**DOCUMENT EXTRACT**
====================
A digital health assistant, specifically designed to answer patients’ queries, help in teleconsultations, pharmacy deliveries and on-demand lab diagnostics, are all part of an AI platform that has been developed by an Indonesian healthcare start-up. The solution was inspired by the tremendous need for innovative health solutions created during the pandemic as more patients became dependent on online consultations.
The chief executive and co-founder were driven by the dichotomy in the healthcare sector in the nation. While there is constant innovation in treatment, medication and equipment, access to fundamental healthcare services continue to lag. The platform was designed to provide access to the most basic of healthcare using technology. The tech allows for symptomatic treatment of patients outside of tertiary care centres, as well as provide online care for chronic non-communicable diseases.
The tech-enabled solution not only improves access but is being used to lower expenditure. Through its AI telemedicine platform, the platform can assist insurance companies and hospitals in making medical treatment more accessible and affordable by lowering the number of outpatient claims and downstream inpatient costs that healthcare payers endure. Additionally, the standardisation of treatment by qualified healthcare providers, the combination of a growing and robust medical database, as well as verified clinical guidelines, contributes to cost savings and service optimisation.
Throughout this pandemic, the healthcare sector has been in urgent need of healthcare management systems to manage hospitals, clinics and other medical facilities; the demand for healthcare tech has been soaring. Artificial intelligence is progressively being seen as an excellent technology to leverage for healthcare, even as it becomes more prevalent in modern business and everyday life.
Artificial intelligence in healthcare has the potential to assist healthcare providers in a range of patient care areas and administrative processes. Nonetheless, utilising artificial intelligence in healthcare for diagnostic and treatment plans – rule-based or algorithmic – can be difficult to integrate with clinical processes and EHR systems. When compared to the accuracy of recommendations, integration issues have been a higher barrier to mainstream use of AI in healthcare.
====================
**GIVEN ENTRIES**
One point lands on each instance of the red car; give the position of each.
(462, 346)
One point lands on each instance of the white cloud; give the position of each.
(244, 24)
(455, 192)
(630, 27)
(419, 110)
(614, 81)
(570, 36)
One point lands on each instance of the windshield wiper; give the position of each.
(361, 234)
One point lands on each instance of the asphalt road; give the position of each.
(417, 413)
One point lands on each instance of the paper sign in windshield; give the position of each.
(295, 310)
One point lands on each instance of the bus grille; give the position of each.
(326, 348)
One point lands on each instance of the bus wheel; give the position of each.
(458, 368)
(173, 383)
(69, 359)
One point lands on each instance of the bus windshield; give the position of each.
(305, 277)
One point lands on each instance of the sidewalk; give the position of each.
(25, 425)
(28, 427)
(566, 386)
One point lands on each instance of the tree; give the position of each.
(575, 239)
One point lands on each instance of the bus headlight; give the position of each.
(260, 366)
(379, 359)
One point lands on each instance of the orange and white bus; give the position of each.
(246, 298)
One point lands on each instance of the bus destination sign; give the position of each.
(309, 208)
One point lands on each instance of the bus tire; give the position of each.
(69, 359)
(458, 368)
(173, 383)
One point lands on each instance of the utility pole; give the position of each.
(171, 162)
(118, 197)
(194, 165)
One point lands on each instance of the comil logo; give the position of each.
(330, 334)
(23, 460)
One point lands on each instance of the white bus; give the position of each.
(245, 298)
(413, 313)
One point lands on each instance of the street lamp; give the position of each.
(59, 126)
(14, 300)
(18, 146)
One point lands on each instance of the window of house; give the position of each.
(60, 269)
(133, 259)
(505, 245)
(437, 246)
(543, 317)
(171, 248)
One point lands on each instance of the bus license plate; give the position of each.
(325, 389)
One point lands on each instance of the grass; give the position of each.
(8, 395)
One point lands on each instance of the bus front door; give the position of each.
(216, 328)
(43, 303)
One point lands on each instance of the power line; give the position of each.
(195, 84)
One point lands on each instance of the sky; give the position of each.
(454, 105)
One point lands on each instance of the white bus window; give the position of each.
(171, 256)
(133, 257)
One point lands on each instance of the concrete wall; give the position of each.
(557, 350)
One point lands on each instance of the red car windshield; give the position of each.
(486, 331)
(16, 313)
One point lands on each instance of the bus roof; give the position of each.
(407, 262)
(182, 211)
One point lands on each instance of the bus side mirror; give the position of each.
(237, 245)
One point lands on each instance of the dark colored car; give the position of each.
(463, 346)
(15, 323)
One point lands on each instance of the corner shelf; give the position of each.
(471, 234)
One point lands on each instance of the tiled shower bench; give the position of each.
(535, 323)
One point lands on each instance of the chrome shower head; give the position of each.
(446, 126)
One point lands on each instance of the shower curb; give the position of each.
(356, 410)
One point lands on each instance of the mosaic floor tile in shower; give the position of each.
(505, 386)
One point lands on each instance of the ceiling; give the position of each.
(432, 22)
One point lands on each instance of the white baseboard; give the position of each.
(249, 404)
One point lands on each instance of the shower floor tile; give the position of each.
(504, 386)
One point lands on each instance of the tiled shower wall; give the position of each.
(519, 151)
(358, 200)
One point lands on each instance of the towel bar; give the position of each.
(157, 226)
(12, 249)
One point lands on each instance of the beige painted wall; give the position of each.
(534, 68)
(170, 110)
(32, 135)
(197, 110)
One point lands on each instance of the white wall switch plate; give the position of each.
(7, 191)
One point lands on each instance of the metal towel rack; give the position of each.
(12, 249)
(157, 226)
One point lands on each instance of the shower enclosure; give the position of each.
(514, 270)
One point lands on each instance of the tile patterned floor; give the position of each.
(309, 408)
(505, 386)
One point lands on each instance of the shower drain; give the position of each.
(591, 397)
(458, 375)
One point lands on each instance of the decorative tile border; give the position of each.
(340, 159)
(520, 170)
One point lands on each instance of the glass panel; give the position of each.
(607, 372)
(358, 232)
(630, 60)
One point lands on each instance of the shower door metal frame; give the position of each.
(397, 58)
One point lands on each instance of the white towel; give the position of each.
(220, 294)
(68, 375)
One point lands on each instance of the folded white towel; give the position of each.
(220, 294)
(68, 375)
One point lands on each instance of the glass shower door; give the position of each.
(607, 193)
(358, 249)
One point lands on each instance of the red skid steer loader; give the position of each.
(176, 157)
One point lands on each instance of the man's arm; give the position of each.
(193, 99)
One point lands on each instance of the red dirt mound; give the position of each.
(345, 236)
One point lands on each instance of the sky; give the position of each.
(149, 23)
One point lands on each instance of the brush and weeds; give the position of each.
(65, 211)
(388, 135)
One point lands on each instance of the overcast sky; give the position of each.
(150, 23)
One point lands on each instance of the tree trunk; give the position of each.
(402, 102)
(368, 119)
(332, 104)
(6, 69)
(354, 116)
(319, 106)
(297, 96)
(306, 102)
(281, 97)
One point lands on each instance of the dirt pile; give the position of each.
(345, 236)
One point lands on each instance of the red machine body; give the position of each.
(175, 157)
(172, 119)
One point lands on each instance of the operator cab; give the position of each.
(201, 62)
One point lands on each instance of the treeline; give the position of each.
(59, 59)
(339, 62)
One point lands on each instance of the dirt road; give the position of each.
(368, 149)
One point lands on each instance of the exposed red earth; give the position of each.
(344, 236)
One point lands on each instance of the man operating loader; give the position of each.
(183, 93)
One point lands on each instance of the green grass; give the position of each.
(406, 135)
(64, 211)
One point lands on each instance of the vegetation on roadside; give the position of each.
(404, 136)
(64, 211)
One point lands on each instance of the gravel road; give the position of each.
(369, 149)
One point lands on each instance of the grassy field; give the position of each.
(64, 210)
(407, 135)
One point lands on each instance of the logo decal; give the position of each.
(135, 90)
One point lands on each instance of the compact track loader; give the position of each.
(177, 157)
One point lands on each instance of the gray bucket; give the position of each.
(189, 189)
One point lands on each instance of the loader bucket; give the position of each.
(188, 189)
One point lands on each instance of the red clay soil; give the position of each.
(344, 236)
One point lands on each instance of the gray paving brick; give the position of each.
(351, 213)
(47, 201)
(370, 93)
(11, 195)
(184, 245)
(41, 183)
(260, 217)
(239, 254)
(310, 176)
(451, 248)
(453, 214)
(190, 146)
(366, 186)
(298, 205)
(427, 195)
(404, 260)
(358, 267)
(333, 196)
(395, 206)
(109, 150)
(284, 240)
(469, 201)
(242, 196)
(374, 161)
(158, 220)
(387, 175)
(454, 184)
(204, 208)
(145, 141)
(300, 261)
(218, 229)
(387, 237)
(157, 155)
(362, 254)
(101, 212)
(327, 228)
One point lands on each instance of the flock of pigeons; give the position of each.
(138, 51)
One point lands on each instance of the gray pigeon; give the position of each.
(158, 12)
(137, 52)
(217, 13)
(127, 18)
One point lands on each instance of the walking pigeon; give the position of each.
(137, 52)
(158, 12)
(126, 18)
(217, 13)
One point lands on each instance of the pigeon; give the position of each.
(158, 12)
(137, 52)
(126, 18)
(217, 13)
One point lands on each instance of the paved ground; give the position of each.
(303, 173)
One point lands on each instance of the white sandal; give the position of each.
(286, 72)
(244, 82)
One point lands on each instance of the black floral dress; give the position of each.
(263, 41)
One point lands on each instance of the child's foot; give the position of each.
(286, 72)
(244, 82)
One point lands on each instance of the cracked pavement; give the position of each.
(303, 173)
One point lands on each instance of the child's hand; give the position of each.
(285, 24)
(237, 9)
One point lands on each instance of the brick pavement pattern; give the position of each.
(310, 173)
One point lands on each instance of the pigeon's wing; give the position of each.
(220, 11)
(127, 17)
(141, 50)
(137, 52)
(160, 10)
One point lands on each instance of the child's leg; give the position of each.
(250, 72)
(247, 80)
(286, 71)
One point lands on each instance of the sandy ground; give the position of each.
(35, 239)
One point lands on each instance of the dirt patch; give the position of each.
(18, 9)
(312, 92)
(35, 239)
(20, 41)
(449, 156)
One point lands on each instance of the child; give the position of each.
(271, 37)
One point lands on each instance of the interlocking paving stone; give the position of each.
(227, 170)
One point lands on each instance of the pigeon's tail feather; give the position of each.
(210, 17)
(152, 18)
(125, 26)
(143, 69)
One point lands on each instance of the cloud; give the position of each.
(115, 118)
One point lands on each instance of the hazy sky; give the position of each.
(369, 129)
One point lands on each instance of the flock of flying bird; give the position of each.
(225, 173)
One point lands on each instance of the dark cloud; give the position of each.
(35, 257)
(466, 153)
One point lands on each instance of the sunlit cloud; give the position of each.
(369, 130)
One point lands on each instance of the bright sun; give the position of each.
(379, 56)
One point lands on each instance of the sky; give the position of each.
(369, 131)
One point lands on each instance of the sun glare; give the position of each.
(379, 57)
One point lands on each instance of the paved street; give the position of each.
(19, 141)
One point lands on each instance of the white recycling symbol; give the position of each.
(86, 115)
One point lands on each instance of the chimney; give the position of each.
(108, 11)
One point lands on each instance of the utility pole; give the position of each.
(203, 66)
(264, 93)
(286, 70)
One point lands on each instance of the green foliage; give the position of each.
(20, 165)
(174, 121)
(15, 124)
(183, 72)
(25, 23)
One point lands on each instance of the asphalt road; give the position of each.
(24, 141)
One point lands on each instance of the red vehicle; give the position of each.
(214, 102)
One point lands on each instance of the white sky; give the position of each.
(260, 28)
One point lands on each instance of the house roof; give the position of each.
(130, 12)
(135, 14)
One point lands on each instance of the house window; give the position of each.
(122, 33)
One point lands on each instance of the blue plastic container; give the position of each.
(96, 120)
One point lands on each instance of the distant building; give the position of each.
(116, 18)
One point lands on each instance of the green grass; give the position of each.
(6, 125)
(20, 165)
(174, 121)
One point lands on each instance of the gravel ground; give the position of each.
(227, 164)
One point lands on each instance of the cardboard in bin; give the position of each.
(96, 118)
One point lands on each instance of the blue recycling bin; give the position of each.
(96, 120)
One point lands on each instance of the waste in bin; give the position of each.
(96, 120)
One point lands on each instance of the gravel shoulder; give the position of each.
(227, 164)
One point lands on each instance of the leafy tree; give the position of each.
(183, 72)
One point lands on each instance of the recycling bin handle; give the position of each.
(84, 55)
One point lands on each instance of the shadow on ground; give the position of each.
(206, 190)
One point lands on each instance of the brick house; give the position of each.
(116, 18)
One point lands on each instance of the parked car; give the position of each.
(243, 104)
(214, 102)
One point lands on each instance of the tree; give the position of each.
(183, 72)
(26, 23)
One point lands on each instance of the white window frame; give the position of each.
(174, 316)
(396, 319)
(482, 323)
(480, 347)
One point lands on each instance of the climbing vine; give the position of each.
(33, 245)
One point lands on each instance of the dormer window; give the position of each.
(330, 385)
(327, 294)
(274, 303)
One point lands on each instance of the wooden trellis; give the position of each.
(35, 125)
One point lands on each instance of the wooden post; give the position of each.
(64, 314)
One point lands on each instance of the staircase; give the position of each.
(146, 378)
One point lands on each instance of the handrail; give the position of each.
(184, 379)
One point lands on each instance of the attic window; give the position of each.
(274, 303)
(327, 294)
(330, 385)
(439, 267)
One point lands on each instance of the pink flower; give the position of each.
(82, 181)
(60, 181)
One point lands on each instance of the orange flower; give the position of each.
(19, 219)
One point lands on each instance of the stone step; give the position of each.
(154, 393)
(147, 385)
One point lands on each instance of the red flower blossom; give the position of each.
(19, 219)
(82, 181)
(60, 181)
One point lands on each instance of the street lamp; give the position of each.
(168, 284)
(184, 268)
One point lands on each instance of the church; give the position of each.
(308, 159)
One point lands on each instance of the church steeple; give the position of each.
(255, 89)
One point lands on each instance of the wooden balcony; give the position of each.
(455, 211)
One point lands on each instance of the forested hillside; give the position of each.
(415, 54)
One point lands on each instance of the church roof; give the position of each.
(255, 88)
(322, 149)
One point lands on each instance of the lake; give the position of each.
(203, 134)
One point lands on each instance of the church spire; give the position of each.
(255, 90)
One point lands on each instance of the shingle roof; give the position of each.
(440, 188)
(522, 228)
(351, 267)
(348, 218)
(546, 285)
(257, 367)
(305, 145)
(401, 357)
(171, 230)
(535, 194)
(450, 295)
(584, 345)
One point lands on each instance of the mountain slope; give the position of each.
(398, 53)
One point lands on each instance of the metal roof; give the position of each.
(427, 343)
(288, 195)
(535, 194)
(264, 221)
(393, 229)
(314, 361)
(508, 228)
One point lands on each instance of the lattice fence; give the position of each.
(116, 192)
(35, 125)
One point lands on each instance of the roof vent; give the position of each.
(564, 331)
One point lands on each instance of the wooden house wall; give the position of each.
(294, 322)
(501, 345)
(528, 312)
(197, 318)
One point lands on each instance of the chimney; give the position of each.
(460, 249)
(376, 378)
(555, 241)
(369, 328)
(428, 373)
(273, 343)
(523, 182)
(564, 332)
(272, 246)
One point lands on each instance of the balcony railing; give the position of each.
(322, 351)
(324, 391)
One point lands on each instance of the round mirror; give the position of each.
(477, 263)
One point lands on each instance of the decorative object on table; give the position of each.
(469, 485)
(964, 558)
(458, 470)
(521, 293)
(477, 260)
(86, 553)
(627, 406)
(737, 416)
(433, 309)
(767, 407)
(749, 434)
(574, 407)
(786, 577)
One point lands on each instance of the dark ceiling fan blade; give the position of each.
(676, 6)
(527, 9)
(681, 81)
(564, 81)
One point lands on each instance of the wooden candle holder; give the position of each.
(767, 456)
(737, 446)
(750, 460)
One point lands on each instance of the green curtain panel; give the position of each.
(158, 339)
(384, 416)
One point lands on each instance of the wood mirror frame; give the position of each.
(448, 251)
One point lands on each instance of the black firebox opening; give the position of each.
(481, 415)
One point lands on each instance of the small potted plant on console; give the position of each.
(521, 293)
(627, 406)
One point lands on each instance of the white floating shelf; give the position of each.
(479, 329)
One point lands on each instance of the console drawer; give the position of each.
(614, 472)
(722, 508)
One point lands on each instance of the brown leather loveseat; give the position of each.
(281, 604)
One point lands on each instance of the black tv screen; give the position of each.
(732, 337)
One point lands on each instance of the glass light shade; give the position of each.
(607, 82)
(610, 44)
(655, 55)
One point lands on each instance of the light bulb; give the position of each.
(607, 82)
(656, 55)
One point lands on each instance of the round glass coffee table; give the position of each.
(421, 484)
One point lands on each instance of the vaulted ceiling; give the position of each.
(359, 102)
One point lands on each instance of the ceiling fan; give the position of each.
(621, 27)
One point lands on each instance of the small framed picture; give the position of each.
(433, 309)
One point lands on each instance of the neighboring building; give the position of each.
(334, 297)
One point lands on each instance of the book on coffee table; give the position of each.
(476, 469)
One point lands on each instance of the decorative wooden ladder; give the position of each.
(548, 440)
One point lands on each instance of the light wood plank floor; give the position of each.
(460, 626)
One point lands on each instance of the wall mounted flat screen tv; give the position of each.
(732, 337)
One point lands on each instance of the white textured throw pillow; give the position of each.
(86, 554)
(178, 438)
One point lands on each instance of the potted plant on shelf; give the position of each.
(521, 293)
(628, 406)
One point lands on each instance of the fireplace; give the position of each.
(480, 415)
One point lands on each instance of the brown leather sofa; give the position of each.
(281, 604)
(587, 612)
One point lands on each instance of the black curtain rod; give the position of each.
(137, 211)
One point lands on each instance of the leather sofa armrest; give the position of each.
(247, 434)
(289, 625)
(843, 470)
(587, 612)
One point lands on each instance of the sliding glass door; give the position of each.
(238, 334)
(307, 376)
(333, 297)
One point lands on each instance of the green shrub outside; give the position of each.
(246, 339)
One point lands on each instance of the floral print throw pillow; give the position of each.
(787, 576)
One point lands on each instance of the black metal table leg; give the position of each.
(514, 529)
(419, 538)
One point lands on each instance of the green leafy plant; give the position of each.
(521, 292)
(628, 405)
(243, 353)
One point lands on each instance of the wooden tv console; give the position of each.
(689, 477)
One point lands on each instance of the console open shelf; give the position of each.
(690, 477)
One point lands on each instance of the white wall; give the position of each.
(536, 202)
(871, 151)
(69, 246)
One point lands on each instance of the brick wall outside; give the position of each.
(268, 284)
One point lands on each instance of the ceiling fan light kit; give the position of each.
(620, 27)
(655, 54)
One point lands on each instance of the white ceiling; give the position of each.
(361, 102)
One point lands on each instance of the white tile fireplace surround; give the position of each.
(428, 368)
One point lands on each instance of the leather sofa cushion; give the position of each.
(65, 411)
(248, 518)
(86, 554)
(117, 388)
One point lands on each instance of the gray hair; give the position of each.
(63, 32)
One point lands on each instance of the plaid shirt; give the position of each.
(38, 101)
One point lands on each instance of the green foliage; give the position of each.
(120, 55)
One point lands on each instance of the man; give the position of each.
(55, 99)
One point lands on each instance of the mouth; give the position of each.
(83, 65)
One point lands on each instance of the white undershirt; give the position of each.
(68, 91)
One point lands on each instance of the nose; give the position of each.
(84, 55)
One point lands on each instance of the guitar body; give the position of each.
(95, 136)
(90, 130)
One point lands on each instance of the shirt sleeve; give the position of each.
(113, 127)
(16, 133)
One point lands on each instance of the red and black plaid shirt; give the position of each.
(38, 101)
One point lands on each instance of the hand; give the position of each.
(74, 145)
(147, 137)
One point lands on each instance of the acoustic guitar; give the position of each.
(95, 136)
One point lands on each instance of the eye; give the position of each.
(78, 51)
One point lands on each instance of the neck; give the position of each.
====================
Answer these questions from the text on the Indonesian health platform:
(a) What drove the chief executive and co-founder?
(b) Which two kinds of organizations can the platform assist in making medical treatment more accessible and affordable?
(c) Compared with the accuracy of recommendations, what has been a higher barrier to mainstream use of AI in healthcare?

(a) The dichotomy in the nation's healthcare sector: constant innovation in treatment, medication and equipment, while access to fundamental healthcare services continues to lag.
(b) Insurance companies and hospitals.
(c) Integration issues.